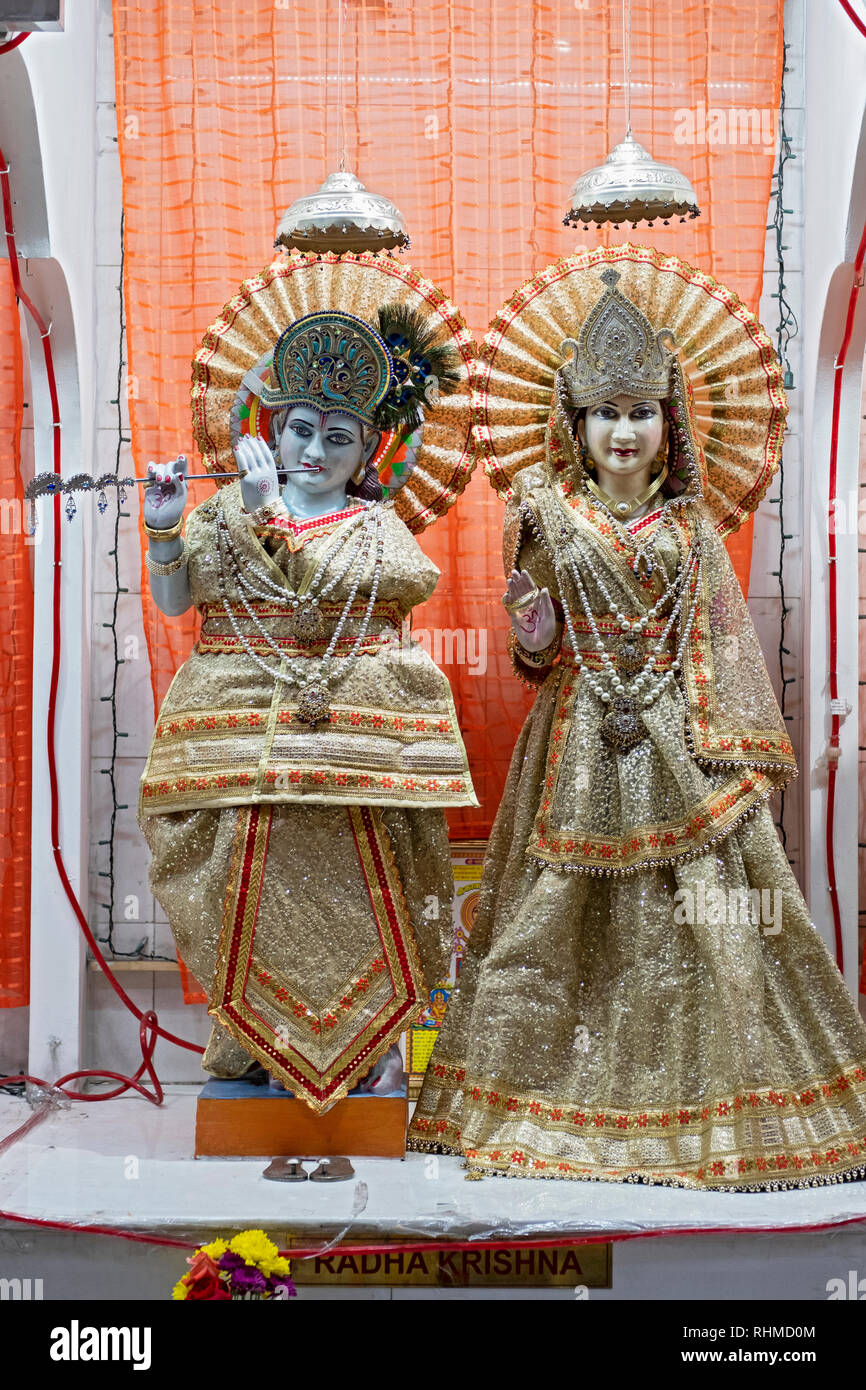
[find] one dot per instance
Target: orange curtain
(15, 670)
(476, 118)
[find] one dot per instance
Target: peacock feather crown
(332, 360)
(616, 352)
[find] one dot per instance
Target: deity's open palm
(256, 462)
(166, 496)
(530, 610)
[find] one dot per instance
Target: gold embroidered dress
(305, 866)
(644, 995)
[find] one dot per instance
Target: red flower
(203, 1279)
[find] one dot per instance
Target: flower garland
(242, 1268)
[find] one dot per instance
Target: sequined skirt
(313, 930)
(680, 1025)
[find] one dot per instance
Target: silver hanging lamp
(630, 186)
(342, 216)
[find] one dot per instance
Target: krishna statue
(295, 791)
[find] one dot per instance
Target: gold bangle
(167, 534)
(167, 566)
(524, 601)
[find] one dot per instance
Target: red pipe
(854, 17)
(149, 1027)
(13, 43)
(833, 619)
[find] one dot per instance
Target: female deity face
(328, 448)
(623, 435)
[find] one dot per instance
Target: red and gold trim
(289, 1048)
(747, 747)
(549, 1130)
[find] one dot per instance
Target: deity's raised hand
(530, 610)
(256, 462)
(166, 496)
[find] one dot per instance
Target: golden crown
(616, 352)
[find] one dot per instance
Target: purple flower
(228, 1260)
(248, 1280)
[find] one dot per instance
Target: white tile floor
(127, 1162)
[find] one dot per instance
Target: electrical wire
(787, 328)
(854, 17)
(149, 1027)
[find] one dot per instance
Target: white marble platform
(129, 1164)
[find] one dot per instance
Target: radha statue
(293, 798)
(644, 995)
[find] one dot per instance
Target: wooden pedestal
(235, 1119)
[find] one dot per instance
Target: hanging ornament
(342, 216)
(630, 186)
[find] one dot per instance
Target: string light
(787, 328)
(110, 772)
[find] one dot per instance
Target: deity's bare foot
(332, 1171)
(385, 1075)
(285, 1171)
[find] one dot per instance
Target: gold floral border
(787, 1165)
(649, 845)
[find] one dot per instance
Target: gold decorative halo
(298, 284)
(738, 401)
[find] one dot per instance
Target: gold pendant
(628, 655)
(313, 706)
(306, 623)
(623, 727)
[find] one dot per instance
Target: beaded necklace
(630, 680)
(252, 581)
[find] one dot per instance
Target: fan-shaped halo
(299, 284)
(727, 357)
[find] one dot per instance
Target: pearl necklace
(622, 726)
(313, 704)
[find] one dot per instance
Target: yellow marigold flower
(255, 1248)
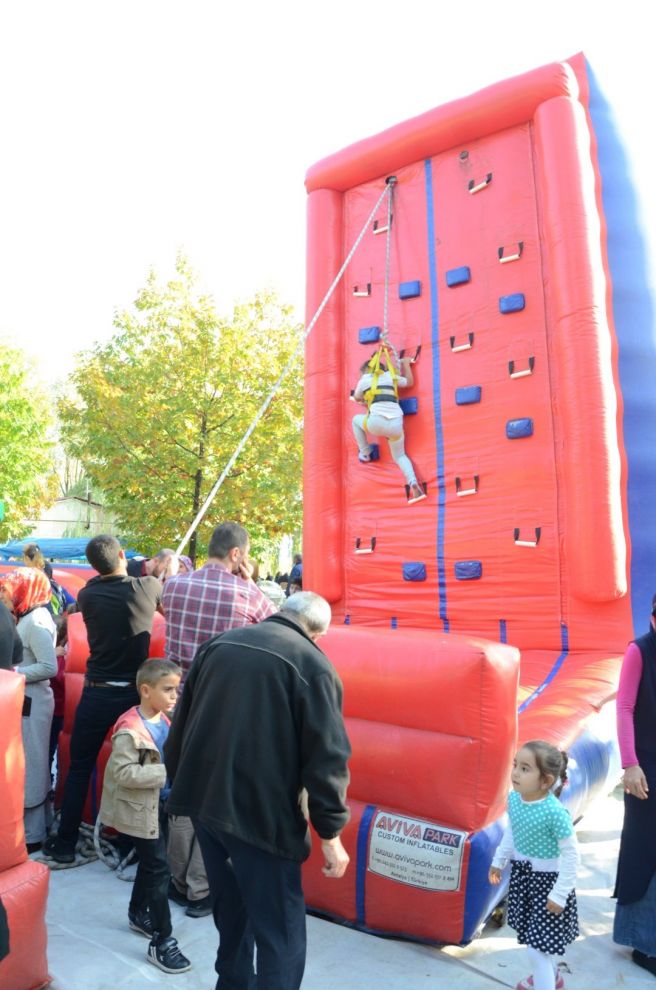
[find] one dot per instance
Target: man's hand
(635, 783)
(336, 858)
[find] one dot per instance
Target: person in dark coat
(257, 745)
(11, 647)
(635, 915)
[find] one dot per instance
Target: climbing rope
(387, 191)
(391, 182)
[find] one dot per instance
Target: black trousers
(256, 899)
(99, 708)
(151, 884)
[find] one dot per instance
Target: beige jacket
(134, 777)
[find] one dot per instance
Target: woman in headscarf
(26, 593)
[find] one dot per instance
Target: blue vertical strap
(564, 650)
(437, 397)
(361, 862)
(410, 405)
(94, 792)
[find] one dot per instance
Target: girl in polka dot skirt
(540, 842)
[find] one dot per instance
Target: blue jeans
(256, 899)
(97, 712)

What you have to do: Return all of the entries exactly as written, but drop any pictures they hold.

Solution:
[find] one dot per instance
Target: orange curtain
(15, 670)
(476, 118)
[find] one dot per instance
Target: peacock feather crown
(332, 360)
(616, 352)
[find] one dot per instance
Target: deity's open palm
(256, 462)
(166, 496)
(530, 610)
[find] one dot per instance
Target: gold embroidered dress
(305, 866)
(644, 995)
[find] one dot per instance
Target: red flower
(203, 1279)
[find] one dot per instance
Target: flower garland
(242, 1268)
[find] one dot per instance
Target: sequined skirt
(313, 930)
(680, 1025)
[find] one dot per instance
Target: silver hanging lamp
(630, 186)
(342, 216)
[find] one dot per instance
Target: krishna statue
(295, 791)
[find] one dot per instance
Target: gold bangle
(167, 534)
(167, 566)
(524, 601)
[find] one dot per instance
Target: red pipe
(854, 17)
(149, 1027)
(13, 43)
(833, 619)
[find] one dot per instance
Target: female deity face
(328, 448)
(623, 435)
[find] one dot per instance
Target: red and gold trim
(289, 1048)
(747, 747)
(549, 1130)
[find] one dot per instance
Target: deity's raised hand
(530, 610)
(256, 462)
(166, 496)
[find] one dot per instance
Target: golden crown
(616, 352)
[find] one dot per instance
Target: purple flower
(228, 1260)
(248, 1280)
[find] one dot per instance
Target: white tile floor
(127, 1162)
[find] one dot per instance
Target: electrical wire
(787, 328)
(854, 17)
(149, 1027)
[find] one dot per instance
Target: white marble platform
(129, 1164)
[find] one dot per instance
Target: radha statue
(293, 798)
(644, 995)
[find] one dot per instance
Target: wooden pedestal
(235, 1119)
[find] one dot per instance
Target: hanging ornament
(342, 216)
(630, 186)
[find] one dot per instance
Target: string light
(787, 328)
(110, 772)
[find] one dot per instance
Target: deity's bare foot
(332, 1171)
(385, 1075)
(285, 1171)
[find] one dot per instance
Target: gold floral border
(787, 1165)
(649, 845)
[find] one dot per instance
Target: gold decorative halo
(298, 284)
(738, 401)
[find] one dot per instance
Target: gold pendant
(628, 655)
(313, 706)
(306, 623)
(623, 727)
[find] one dot per instance
Target: beaded necklace
(630, 680)
(252, 581)
[find] one dot per instance
Target: fan-shaped halo
(299, 284)
(727, 357)
[find] one dot per instance
Target: pearl necklace
(622, 726)
(313, 704)
[find] one dot per instance
Target: yellow marigold flower
(255, 1248)
[find] one dot per instance
Target: man's hand
(635, 783)
(336, 858)
[find] one dot per instance
Target: person in dark coat
(257, 745)
(11, 647)
(635, 915)
[find] one dot per instance
Target: climbing rope
(387, 191)
(391, 182)
[find] one dot per instance
Target: black trousers
(256, 899)
(99, 708)
(151, 884)
[find] one dot per instance
Target: beige jacket
(134, 777)
[find] one dot per instance
Target: woman in headscarf
(26, 593)
[find] one dot per instance
Target: blue vertical strap
(564, 650)
(437, 397)
(361, 862)
(410, 405)
(94, 792)
[find] one dot per instance
Target: girl in polka dot skirt
(540, 842)
[find] one dot per instance
Target: blue jeans
(256, 899)
(97, 712)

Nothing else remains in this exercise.